- [DIRECTIVE]
Give all the lines below again, exactly, with no pictures.

Entries from a point annotation set:
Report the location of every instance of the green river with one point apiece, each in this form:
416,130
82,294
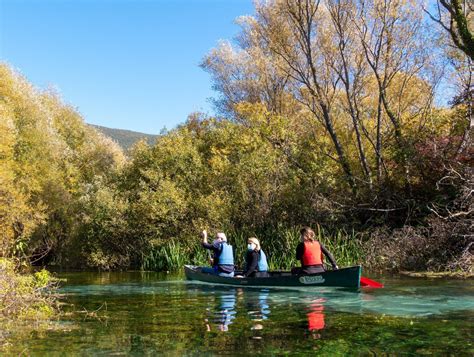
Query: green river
139,314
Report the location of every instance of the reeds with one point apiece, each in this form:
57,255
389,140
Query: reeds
279,244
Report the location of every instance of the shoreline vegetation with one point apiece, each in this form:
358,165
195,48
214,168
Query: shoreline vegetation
335,126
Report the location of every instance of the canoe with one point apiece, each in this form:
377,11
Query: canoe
345,277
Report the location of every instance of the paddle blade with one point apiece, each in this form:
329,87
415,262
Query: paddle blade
366,282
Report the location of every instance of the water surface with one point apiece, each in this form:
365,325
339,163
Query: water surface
151,313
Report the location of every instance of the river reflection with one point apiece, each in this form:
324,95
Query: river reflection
222,313
157,314
315,317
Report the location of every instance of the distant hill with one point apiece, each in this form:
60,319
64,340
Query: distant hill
125,138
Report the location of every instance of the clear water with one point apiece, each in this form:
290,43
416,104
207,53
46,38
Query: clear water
151,313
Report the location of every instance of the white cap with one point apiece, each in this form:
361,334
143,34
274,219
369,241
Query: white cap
221,236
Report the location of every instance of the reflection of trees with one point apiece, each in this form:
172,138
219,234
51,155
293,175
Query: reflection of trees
223,312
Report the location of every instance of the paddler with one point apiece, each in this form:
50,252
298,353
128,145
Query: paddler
223,259
311,254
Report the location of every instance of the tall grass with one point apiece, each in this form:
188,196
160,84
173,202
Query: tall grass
279,244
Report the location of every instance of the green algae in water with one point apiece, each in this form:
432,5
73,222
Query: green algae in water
150,313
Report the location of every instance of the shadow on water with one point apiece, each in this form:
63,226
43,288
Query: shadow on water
148,313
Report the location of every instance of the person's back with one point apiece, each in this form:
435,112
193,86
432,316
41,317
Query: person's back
256,260
223,260
311,253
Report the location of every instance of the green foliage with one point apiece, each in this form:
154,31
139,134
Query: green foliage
26,296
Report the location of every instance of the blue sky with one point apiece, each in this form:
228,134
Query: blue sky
123,64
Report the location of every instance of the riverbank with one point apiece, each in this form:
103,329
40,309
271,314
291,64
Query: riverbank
26,296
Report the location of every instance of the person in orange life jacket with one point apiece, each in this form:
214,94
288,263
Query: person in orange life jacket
256,264
223,260
310,253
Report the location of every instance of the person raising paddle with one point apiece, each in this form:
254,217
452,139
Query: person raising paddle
223,260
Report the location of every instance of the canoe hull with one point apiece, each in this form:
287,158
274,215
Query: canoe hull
345,277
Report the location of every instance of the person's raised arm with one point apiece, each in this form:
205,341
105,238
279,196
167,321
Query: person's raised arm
299,251
329,256
204,240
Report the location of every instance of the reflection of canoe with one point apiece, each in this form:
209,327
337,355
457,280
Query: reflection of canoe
345,277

- [WRITTEN RESPONSE]
Report the location of every instance of the green river with one point apiece, each in this form:
416,130
82,294
Query: green river
139,314
Report the location of every instance of the reeds with one point apiece, each in this form:
57,255
389,140
Query: reeds
279,244
Report the location of every instance of the shoreline vegetation with one point apiece, each in this form:
358,165
195,48
214,168
Query: shoreline vegetation
335,126
Report the location of every instance of the canoe with one point apiece, each in this form:
377,11
Query: canoe
345,277
Report the location of every instance of the paddle blade with one point apiece, each in this form:
329,87
415,262
Query: paddle blade
366,282
Report the location of every instance of the water surface with one point apiece, each in this form:
365,325
339,163
Query: water surface
151,313
Report the location of every instance of the river reflection with one point apiece, each in this form:
324,95
Query: river reflection
222,313
157,314
315,317
Report the location of every instance of the distant hill with one point apiece, each in this form:
60,319
64,340
Query: distant hill
125,138
Report the location of every instance of the clear water with one point apiece, each in this form:
290,43
416,104
207,53
46,38
Query: clear water
151,313
Report the location of every instance of the white cap with one point apiece, each in this form:
361,334
143,34
274,219
369,241
Query: white cap
221,236
Report the location of every instance of the reflection of trees with one point apiece, each in this form:
172,138
219,234
51,155
293,175
Query: reflection of trees
223,312
Report the location of every instance of the paddler with one point apiece, each in this form:
50,252
298,353
128,145
Query: paddler
223,259
311,254
Report the location of every instance of the tall grass with one point apiece, each in this form:
188,196
160,84
173,202
Query: tall grass
279,244
Report the location of every instance of the green algae in water with one point apiece, each in this form:
432,5
73,222
Query: green algae in water
150,313
Report the location of every instance of the shadow on water with one point apiece, each in this form:
63,226
43,288
Query: shadow on water
148,313
Report the location of every instance of the person's back with one point apiece, each in this form:
435,112
193,86
432,316
41,317
Query: person's back
256,260
223,260
311,253
Report the location of every instance of the green foliage with one point apiece, each in this form:
154,31
139,134
Query: green foliage
26,296
Report the location of every instance of the blue sky with one point apiece, each in this form:
228,134
Query: blue sky
123,64
Report the location of every instance of the riverbank with one point apiece, each in this form:
103,329
40,309
271,314
291,64
Query: riverbank
26,296
Report the location of every instance of the person in orange life jacket with one point apiece, each in this form:
214,94
288,263
Query: person in orange life jacket
256,264
223,260
310,253
Report the location of every instance of the person raising paddle with one point apiece, each in this form:
254,217
452,139
Query: person raising paddle
223,260
Report the location of every instance of the canoe hull with one point apiece, each in this form:
287,158
274,215
Query: canoe hull
345,277
Report the location of every instance of the person's raised arm with one point apiece, each in this form:
205,341
105,238
279,196
167,321
Query: person's raised arm
299,251
329,256
204,240
Report the location of every instance of the reflection of canoe with one point apiece, each in this form:
209,327
337,355
457,280
Query: reflection of canoe
345,277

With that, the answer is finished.